Trecho selecionado –

Precisamos falar sobre financiamento de campanha. E o Brasil precisa ter maturidade para entender a complexidade desse debate. Ele não está associado apenas ao dinheiro público envolvido nas campanhas de maneira oficial. E aqui falo especificamente do Fundo Partidário, do Fundo Eleitoral e das isenções às emissoras de rádio e televisão que transmitem o Horário Eleitoral “Gratuito”. A democracia é cara? Sim. Mas qual o limite e como reajustar esses recursos de maneira republicana? Temos a dimensão do dinheiro LEGAL das campanhas?


Some aos bilhões públicos acima os valores doados por pessoas físicas, limitados a 10% do faturamento do cidadão no ano anterior àquele das eleições. Aqui desequilibramos ricos e pobres, o que precisa ser visto com cuidado. Na reta final do primeiro turno de 2018, por exemplo, um empresário do agronegócio havia doado quase R$ 7 milhões de reais. O que é isso: convicção ou investimento?

Dados disponíveis –
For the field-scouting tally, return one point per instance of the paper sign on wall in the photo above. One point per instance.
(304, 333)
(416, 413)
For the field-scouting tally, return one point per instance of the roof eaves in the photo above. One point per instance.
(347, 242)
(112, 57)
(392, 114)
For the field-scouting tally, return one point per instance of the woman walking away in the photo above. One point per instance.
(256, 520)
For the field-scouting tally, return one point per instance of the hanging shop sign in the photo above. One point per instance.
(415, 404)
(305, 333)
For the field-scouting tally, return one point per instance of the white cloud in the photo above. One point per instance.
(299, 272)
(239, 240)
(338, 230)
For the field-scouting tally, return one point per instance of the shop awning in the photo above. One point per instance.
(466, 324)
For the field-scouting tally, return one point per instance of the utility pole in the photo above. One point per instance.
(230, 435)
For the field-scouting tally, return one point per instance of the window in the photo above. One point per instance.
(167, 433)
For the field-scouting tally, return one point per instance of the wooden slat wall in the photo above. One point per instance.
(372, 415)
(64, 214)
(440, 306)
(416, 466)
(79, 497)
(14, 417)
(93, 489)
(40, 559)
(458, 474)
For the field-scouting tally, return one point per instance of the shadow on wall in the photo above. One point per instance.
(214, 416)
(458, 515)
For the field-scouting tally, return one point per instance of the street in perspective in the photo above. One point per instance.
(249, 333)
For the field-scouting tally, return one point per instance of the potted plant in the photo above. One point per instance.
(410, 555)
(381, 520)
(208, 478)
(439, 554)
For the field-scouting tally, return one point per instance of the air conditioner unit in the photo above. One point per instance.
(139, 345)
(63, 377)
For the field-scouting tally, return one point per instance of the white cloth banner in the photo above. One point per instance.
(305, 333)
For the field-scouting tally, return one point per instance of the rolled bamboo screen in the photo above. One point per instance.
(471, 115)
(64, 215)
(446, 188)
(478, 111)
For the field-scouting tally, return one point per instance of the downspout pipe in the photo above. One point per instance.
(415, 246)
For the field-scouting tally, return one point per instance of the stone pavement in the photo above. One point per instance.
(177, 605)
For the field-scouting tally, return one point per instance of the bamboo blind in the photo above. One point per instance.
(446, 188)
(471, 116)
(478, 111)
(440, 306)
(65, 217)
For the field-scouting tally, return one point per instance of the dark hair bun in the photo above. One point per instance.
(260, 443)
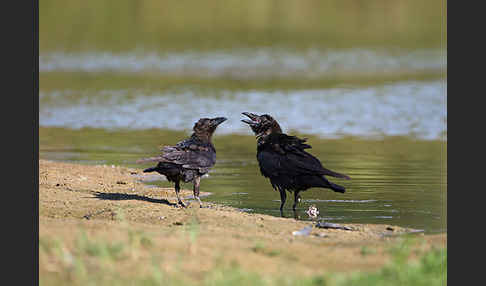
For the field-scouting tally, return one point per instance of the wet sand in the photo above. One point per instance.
(110, 203)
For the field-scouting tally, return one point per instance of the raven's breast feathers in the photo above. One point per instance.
(283, 155)
(189, 153)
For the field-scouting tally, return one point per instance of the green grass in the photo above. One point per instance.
(94, 261)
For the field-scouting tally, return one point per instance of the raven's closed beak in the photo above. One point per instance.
(254, 118)
(218, 120)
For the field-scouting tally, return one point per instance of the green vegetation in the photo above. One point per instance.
(177, 25)
(94, 261)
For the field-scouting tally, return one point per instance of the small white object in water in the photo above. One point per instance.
(305, 231)
(313, 211)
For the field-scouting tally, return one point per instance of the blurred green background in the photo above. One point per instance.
(215, 24)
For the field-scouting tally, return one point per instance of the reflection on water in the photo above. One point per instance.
(404, 108)
(396, 181)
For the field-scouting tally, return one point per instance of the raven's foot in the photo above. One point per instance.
(181, 204)
(200, 203)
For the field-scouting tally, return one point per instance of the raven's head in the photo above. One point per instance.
(262, 125)
(205, 127)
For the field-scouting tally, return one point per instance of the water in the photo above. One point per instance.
(395, 180)
(364, 81)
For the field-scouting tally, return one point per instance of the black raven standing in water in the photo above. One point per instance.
(284, 161)
(189, 159)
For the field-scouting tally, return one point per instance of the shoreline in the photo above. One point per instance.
(109, 204)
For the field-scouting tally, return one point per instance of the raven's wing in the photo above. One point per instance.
(285, 155)
(187, 153)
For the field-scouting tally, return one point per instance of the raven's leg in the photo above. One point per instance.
(283, 197)
(197, 182)
(297, 199)
(177, 189)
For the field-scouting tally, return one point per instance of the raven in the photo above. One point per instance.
(283, 159)
(190, 158)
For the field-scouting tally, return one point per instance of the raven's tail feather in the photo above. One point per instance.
(150, 169)
(337, 188)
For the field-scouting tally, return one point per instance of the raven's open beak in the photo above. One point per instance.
(254, 119)
(218, 120)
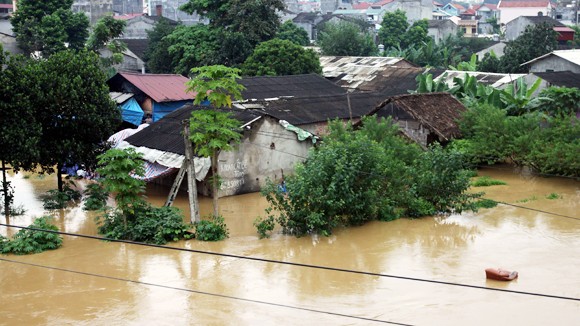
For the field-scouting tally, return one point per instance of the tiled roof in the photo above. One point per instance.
(159, 87)
(523, 4)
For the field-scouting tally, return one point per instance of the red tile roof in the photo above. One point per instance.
(160, 87)
(524, 4)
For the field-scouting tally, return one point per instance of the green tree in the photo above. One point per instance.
(292, 32)
(157, 57)
(212, 131)
(346, 39)
(20, 129)
(416, 35)
(256, 19)
(104, 34)
(193, 46)
(46, 26)
(536, 41)
(280, 57)
(73, 105)
(393, 28)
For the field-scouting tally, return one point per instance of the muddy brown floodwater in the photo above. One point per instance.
(91, 282)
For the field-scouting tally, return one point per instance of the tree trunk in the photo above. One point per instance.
(59, 177)
(215, 182)
(6, 194)
(191, 185)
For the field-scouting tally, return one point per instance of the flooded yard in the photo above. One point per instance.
(382, 272)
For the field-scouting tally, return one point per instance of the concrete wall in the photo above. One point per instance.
(267, 149)
(554, 63)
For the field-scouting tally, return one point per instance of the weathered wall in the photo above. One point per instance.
(266, 150)
(554, 63)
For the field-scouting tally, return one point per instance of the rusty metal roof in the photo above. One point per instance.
(159, 87)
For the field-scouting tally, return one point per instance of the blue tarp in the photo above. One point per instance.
(132, 112)
(161, 109)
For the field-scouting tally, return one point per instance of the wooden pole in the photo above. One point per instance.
(191, 185)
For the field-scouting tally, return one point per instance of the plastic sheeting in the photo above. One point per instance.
(132, 112)
(161, 109)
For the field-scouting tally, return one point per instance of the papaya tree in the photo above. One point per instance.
(212, 131)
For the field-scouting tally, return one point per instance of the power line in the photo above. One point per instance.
(205, 293)
(266, 260)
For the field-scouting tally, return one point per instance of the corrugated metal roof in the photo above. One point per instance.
(265, 87)
(120, 98)
(301, 111)
(159, 87)
(560, 78)
(166, 134)
(438, 111)
(488, 78)
(333, 66)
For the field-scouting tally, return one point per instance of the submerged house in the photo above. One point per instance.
(157, 94)
(424, 118)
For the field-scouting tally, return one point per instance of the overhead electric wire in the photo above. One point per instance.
(334, 269)
(206, 293)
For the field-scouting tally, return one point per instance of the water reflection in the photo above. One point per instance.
(456, 248)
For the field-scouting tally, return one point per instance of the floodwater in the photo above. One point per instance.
(91, 282)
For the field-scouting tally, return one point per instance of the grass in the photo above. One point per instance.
(486, 181)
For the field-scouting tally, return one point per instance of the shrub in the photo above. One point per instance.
(27, 241)
(265, 226)
(150, 225)
(486, 181)
(213, 229)
(96, 197)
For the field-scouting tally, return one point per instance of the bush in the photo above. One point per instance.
(96, 197)
(149, 225)
(213, 229)
(486, 181)
(28, 241)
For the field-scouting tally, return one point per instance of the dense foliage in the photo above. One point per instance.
(368, 174)
(280, 57)
(74, 108)
(133, 218)
(33, 240)
(293, 33)
(346, 39)
(157, 56)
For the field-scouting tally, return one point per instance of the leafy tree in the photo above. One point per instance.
(33, 240)
(280, 57)
(416, 35)
(103, 35)
(393, 28)
(157, 56)
(256, 19)
(560, 101)
(74, 108)
(363, 175)
(46, 26)
(536, 41)
(292, 32)
(346, 39)
(20, 129)
(213, 131)
(489, 63)
(185, 54)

O que fazer –
(a) Liste as formas de dinheiro público nas campanhas que o trecho selecionado menciona especificamente.
(b) Selecione e copie cada linha dos registros que contenha a palavra "metal", diferenciando maiúsculas de minúsculas.

Soluções –
(a)
- Fundo Partidário
- Fundo Eleitoral
- Isenções às emissoras de rádio e televisão que transmitem o Horário Eleitoral “Gratuito”

(b)
For the field-scouting tally, return one point per instance of the rusty metal roof in the photo above. One point per instance.
For the field-scouting tally, return one point per instance of the corrugated metal roof in the photo above. One point per instance.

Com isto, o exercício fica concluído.